## [Text block]
Document Type
Working Paper
Date of this Version
9-27-2021
Funding
We gratefully acknowledge the support of the University of Pennsylvania and the Global Family Change Project (GFC-project, https://web.sas.upenn.edu/gfc/). Funding for the GFC Project is provided through the National Science Foundation (Grant no. 1729185, PIs: Kohler & Furstenberg).
Abstract
Using 254 Demographic and Health Surveys from 75 low- and middle-income countries, this study shows how the joint examination of family characteristics across rural and urban areas provides new insights for understanding global family change. We operationalize this approach by building family configurations: a set of interrelated features that describe different patterns of family formation and structure. These features include partnership (marriage/unions) regimes and their stability, gender relations, household composition, and reproduction. Factorial and clustering techniques allow us to summarize these family features into three factorial axes and six discrete family configurations. We provide an in-depth description of these configurations, their spatial distribution, and their changes over time. Global family change is uneven because it emerges from complex interplays between the relative steadiness of longstanding arrangements for forming families and organizing gender relations, and the rapidly changing dynamics observed in the realms of fertility, contraception, and timing of family formation.

## [What you are asked to do]
Quote the full working paper entry on global family change word for word, from "Document Type" to the abstract's last sentence.

## [Dataset records]
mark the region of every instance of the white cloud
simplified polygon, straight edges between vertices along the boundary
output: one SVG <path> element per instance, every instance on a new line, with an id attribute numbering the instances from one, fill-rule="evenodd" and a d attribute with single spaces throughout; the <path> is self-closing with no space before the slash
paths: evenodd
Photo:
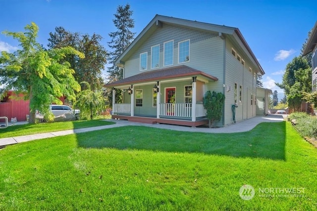
<path id="1" fill-rule="evenodd" d="M 296 51 L 293 49 L 289 50 L 280 50 L 275 54 L 274 60 L 275 61 L 283 61 L 295 52 Z"/>
<path id="2" fill-rule="evenodd" d="M 276 85 L 275 85 L 275 81 L 268 76 L 266 77 L 265 81 L 264 81 L 263 84 L 263 87 L 265 88 L 273 89 L 274 88 L 276 87 Z"/>
<path id="3" fill-rule="evenodd" d="M 283 74 L 284 74 L 284 70 L 281 70 L 279 71 L 274 72 L 274 73 L 272 73 L 271 74 L 271 75 L 273 75 L 273 76 L 276 76 L 278 75 L 283 75 Z"/>
<path id="4" fill-rule="evenodd" d="M 10 44 L 4 42 L 2 41 L 0 41 L 0 52 L 1 51 L 15 51 L 19 49 L 17 47 L 14 47 Z"/>

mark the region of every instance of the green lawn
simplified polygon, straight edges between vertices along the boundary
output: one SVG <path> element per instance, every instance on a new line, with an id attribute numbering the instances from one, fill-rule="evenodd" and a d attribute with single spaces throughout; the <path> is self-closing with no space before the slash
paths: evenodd
<path id="1" fill-rule="evenodd" d="M 106 126 L 114 124 L 111 122 L 93 120 L 16 125 L 9 126 L 4 129 L 0 129 L 0 138 Z"/>
<path id="2" fill-rule="evenodd" d="M 0 210 L 317 209 L 317 150 L 285 122 L 232 134 L 116 127 L 9 146 L 0 161 Z M 291 188 L 304 190 L 260 192 Z"/>

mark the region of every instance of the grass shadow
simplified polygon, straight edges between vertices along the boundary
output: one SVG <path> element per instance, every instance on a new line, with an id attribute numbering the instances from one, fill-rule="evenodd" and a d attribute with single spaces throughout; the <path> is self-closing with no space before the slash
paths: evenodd
<path id="1" fill-rule="evenodd" d="M 127 126 L 76 135 L 78 146 L 86 148 L 198 153 L 285 161 L 286 124 L 263 123 L 249 131 L 234 133 Z"/>

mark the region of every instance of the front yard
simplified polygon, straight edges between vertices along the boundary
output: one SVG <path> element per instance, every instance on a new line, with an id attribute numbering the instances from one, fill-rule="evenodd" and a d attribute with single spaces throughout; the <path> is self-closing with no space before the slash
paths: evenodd
<path id="1" fill-rule="evenodd" d="M 7 146 L 0 161 L 0 210 L 317 209 L 317 150 L 288 122 L 234 134 L 116 127 Z"/>

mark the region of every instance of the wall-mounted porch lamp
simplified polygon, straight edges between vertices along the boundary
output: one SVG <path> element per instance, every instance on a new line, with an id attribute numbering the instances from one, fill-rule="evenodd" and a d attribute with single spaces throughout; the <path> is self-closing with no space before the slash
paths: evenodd
<path id="1" fill-rule="evenodd" d="M 132 85 L 131 85 L 131 87 L 133 87 Z M 128 89 L 128 94 L 130 95 L 132 93 L 133 93 L 133 91 L 130 88 L 130 87 L 129 87 L 129 88 Z"/>
<path id="2" fill-rule="evenodd" d="M 158 87 L 158 85 L 157 85 L 157 84 L 154 84 L 154 86 L 153 87 L 153 91 L 154 93 L 158 93 L 159 91 L 159 88 Z"/>

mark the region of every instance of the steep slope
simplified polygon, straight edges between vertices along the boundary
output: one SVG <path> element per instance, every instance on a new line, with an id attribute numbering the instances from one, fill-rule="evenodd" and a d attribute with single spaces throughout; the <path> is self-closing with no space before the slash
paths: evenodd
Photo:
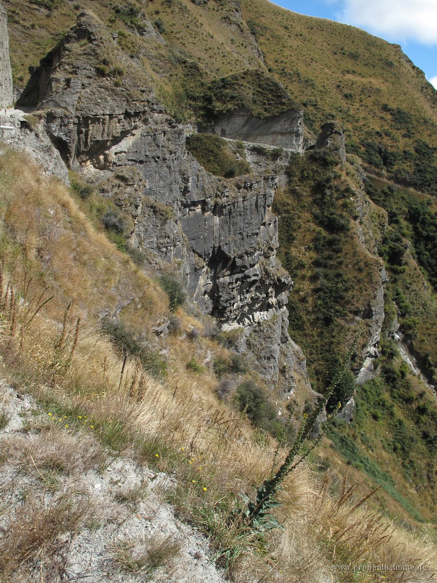
<path id="1" fill-rule="evenodd" d="M 243 0 L 242 10 L 270 73 L 305 106 L 310 127 L 341 120 L 349 152 L 435 193 L 437 92 L 399 45 L 263 0 Z"/>
<path id="2" fill-rule="evenodd" d="M 424 468 L 432 459 L 435 402 L 432 395 L 422 399 L 421 381 L 386 338 L 387 362 L 378 360 L 382 332 L 392 335 L 397 318 L 433 382 L 435 213 L 427 192 L 435 183 L 437 94 L 421 72 L 399 47 L 265 2 L 145 7 L 98 0 L 92 12 L 69 2 L 6 3 L 20 87 L 33 65 L 19 101 L 37 108 L 28 125 L 47 132 L 66 166 L 94 189 L 84 205 L 103 204 L 99 221 L 112 213 L 104 220 L 119 248 L 136 254 L 150 276 L 176 275 L 198 307 L 218 319 L 225 343 L 248 356 L 281 414 L 293 392 L 299 410 L 313 406 L 305 356 L 313 388 L 323 391 L 363 327 L 354 374 L 330 403 L 347 402 L 343 412 L 350 418 L 353 411 L 361 458 L 351 462 L 344 440 L 333 434 L 333 442 L 365 472 L 362 459 L 378 460 L 384 450 L 394 477 L 374 468 L 367 475 L 394 480 L 390 496 L 415 518 L 431 518 L 435 483 Z M 313 131 L 329 118 L 341 123 L 324 126 L 313 149 Z M 278 143 L 286 149 L 275 147 L 284 120 L 288 141 Z M 182 125 L 188 121 L 236 139 L 196 134 Z M 31 129 L 17 128 L 26 139 Z M 304 156 L 294 153 L 306 148 Z M 367 181 L 351 152 L 362 157 Z M 372 424 L 377 405 L 360 417 L 359 396 L 353 413 L 355 377 L 370 383 L 362 393 L 369 399 L 386 395 L 378 402 L 390 405 L 390 423 Z M 336 430 L 349 435 L 350 427 Z M 364 430 L 378 436 L 370 445 L 358 437 Z M 385 444 L 384 431 L 400 437 Z M 413 439 L 412 452 L 399 447 Z M 398 476 L 400 460 L 409 469 Z M 418 512 L 404 503 L 410 489 Z"/>

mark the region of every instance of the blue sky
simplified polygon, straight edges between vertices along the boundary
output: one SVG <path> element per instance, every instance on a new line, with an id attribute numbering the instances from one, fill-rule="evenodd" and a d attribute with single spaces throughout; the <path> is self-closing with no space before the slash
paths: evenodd
<path id="1" fill-rule="evenodd" d="M 400 44 L 437 89 L 437 0 L 275 0 L 275 3 L 358 26 Z"/>

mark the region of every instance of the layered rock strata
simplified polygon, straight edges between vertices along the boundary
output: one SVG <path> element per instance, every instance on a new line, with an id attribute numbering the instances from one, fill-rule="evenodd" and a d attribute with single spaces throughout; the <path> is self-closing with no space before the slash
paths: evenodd
<path id="1" fill-rule="evenodd" d="M 284 111 L 262 120 L 248 109 L 239 110 L 220 118 L 213 132 L 221 138 L 303 152 L 304 112 Z"/>
<path id="2" fill-rule="evenodd" d="M 31 71 L 21 103 L 44 108 L 47 134 L 68 167 L 97 184 L 115 184 L 122 174 L 125 188 L 110 187 L 105 195 L 133 220 L 131 247 L 172 262 L 201 311 L 224 329 L 242 327 L 251 338 L 243 348 L 269 354 L 260 373 L 276 384 L 280 367 L 283 390 L 292 390 L 305 359 L 294 356 L 287 331 L 291 282 L 276 257 L 277 177 L 225 180 L 206 172 L 185 149 L 186 128 L 165 114 L 147 80 L 135 88 L 135 67 L 132 79 L 124 78 L 129 89 L 96 78 L 93 64 L 108 43 L 99 23 L 81 15 L 64 45 Z M 260 324 L 269 322 L 266 335 Z"/>
<path id="3" fill-rule="evenodd" d="M 12 105 L 13 101 L 12 90 L 8 17 L 3 5 L 0 2 L 0 107 Z"/>

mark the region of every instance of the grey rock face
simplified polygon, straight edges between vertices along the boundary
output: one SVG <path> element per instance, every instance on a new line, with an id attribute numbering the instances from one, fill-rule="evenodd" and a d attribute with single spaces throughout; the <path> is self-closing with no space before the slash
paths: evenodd
<path id="1" fill-rule="evenodd" d="M 242 109 L 224 115 L 213 131 L 222 138 L 302 152 L 303 119 L 302 111 L 285 111 L 275 117 L 261 120 L 249 110 Z"/>
<path id="2" fill-rule="evenodd" d="M 322 126 L 320 133 L 316 142 L 315 148 L 316 150 L 320 150 L 325 147 L 338 152 L 341 161 L 346 161 L 344 127 L 340 122 L 327 121 Z"/>
<path id="3" fill-rule="evenodd" d="M 351 397 L 337 416 L 340 419 L 344 419 L 348 423 L 353 417 L 355 401 L 353 397 Z"/>
<path id="4" fill-rule="evenodd" d="M 45 172 L 57 176 L 66 184 L 69 184 L 68 170 L 42 124 L 31 130 L 27 121 L 19 113 L 8 115 L 6 123 L 13 129 L 4 131 L 0 129 L 0 142 L 17 152 L 29 154 Z"/>
<path id="5" fill-rule="evenodd" d="M 98 44 L 102 34 L 85 15 L 66 43 Z M 107 43 L 114 46 L 112 37 Z M 287 331 L 291 281 L 276 259 L 272 212 L 277 177 L 225 180 L 206 172 L 185 149 L 186 128 L 163 112 L 150 89 L 129 100 L 96 79 L 87 57 L 66 82 L 71 65 L 63 59 L 71 52 L 61 47 L 41 61 L 23 102 L 45 108 L 47 134 L 68 166 L 97 183 L 122 173 L 129 184 L 105 195 L 130 213 L 131 245 L 172 262 L 200 309 L 225 329 L 242 327 L 251 337 L 248 349 L 261 354 L 260 373 L 276 384 L 280 368 L 290 392 L 295 365 L 305 359 L 294 356 Z M 254 120 L 249 126 L 256 132 Z M 300 113 L 266 122 L 262 134 L 270 132 L 273 141 L 283 128 L 283 136 L 301 147 Z"/>
<path id="6" fill-rule="evenodd" d="M 0 2 L 0 107 L 12 105 L 13 101 L 8 17 L 3 5 Z"/>
<path id="7" fill-rule="evenodd" d="M 383 268 L 380 272 L 380 285 L 372 304 L 361 315 L 364 320 L 370 320 L 371 336 L 364 351 L 364 361 L 356 379 L 357 385 L 362 385 L 375 375 L 373 360 L 379 356 L 378 346 L 380 340 L 381 330 L 384 321 L 384 285 L 387 275 Z"/>

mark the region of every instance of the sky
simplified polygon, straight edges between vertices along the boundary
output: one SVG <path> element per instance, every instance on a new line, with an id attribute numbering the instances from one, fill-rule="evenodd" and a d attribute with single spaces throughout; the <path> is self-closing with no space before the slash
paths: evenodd
<path id="1" fill-rule="evenodd" d="M 437 0 L 274 0 L 309 16 L 358 26 L 396 43 L 437 89 Z"/>

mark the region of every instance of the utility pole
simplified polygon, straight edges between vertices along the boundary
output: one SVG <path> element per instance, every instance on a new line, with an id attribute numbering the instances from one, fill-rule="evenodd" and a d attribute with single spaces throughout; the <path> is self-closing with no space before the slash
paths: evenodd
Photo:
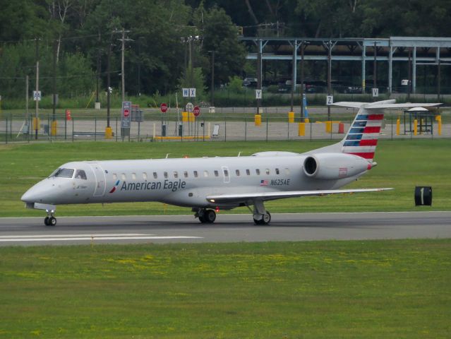
<path id="1" fill-rule="evenodd" d="M 122 42 L 122 59 L 121 61 L 121 83 L 122 83 L 122 102 L 125 101 L 125 72 L 124 72 L 124 59 L 125 59 L 125 42 L 126 41 L 133 41 L 131 39 L 126 39 L 125 33 L 130 32 L 129 30 L 125 30 L 124 28 L 122 28 L 122 38 L 119 39 Z"/>
<path id="2" fill-rule="evenodd" d="M 332 95 L 332 41 L 327 43 L 327 95 Z M 330 105 L 327 105 L 327 121 L 330 119 Z"/>
<path id="3" fill-rule="evenodd" d="M 35 42 L 36 43 L 36 51 L 35 54 L 35 57 L 36 59 L 36 103 L 35 106 L 35 139 L 37 140 L 37 129 L 39 128 L 37 124 L 37 116 L 39 111 L 39 98 L 38 92 L 39 92 L 39 39 L 37 37 L 35 39 Z"/>
<path id="4" fill-rule="evenodd" d="M 100 101 L 99 101 L 99 78 L 100 78 L 100 42 L 101 42 L 101 35 L 100 32 L 99 32 L 99 39 L 98 39 L 98 44 L 97 44 L 97 74 L 95 78 L 95 108 L 100 108 Z"/>
<path id="5" fill-rule="evenodd" d="M 211 99 L 210 100 L 210 105 L 215 107 L 215 52 L 216 51 L 208 51 L 212 54 L 212 84 L 210 89 L 211 93 Z"/>

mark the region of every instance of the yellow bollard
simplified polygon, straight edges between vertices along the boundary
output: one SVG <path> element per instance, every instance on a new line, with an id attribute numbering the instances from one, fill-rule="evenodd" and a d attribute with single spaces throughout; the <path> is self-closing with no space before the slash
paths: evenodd
<path id="1" fill-rule="evenodd" d="M 41 123 L 41 119 L 40 118 L 33 118 L 33 131 L 36 131 L 39 129 L 39 126 Z"/>
<path id="2" fill-rule="evenodd" d="M 255 126 L 260 126 L 262 124 L 261 114 L 255 114 L 254 116 L 254 124 L 255 124 Z"/>
<path id="3" fill-rule="evenodd" d="M 52 121 L 52 129 L 50 131 L 50 134 L 52 136 L 54 136 L 56 135 L 56 120 Z"/>
<path id="4" fill-rule="evenodd" d="M 300 122 L 298 124 L 298 136 L 303 136 L 306 135 L 306 123 Z"/>
<path id="5" fill-rule="evenodd" d="M 326 133 L 332 133 L 332 121 L 326 121 Z"/>
<path id="6" fill-rule="evenodd" d="M 105 128 L 105 139 L 112 139 L 113 138 L 113 129 L 111 127 Z"/>
<path id="7" fill-rule="evenodd" d="M 294 123 L 294 112 L 288 112 L 288 123 L 293 124 Z"/>

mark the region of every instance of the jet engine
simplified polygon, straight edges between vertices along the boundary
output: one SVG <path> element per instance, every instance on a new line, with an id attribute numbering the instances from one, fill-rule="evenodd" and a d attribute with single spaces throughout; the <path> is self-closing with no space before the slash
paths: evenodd
<path id="1" fill-rule="evenodd" d="M 308 155 L 303 161 L 303 172 L 307 177 L 336 180 L 360 174 L 371 168 L 363 157 L 347 153 L 318 153 Z"/>

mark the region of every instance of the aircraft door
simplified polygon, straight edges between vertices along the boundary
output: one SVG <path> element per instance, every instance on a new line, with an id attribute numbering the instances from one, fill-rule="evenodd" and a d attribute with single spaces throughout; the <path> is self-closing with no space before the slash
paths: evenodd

## [Full answer]
Document Type
Working Paper
Date of this Version
9-27-2021
Funding
We gratefully acknowledge the support of the University of Pennsylvania and the Global Family Change Project (GFC-project, https://web.sas.upenn.edu/gfc/). Funding for the GFC Project is provided through the National Science Foundation (Grant no. 1729185, PIs: Kohler & Furstenberg).
Abstract
Using 254 Demographic and Health Surveys from 75 low- and middle-income countries, this study shows how the joint examination of family characteristics across rural and urban areas provides new insights for understanding global family change. We operationalize this approach by building family configurations: a set of interrelated features that describe different patterns of family formation and structure. These features include partnership (marriage/unions) regimes and their stability, gender relations, household composition, and reproduction. Factorial and clustering techniques allow us to summarize these family features into three factorial axes and six discrete family configurations. We provide an in-depth description of these configurations, their spatial distribution, and their changes over time. Global family change is uneven because it emerges from complex interplays between the relative steadiness of longstanding arrangements for forming families and organizing gender relations, and the rapidly changing dynamics observed in the realms of fertility, contraception, and timing of family formation.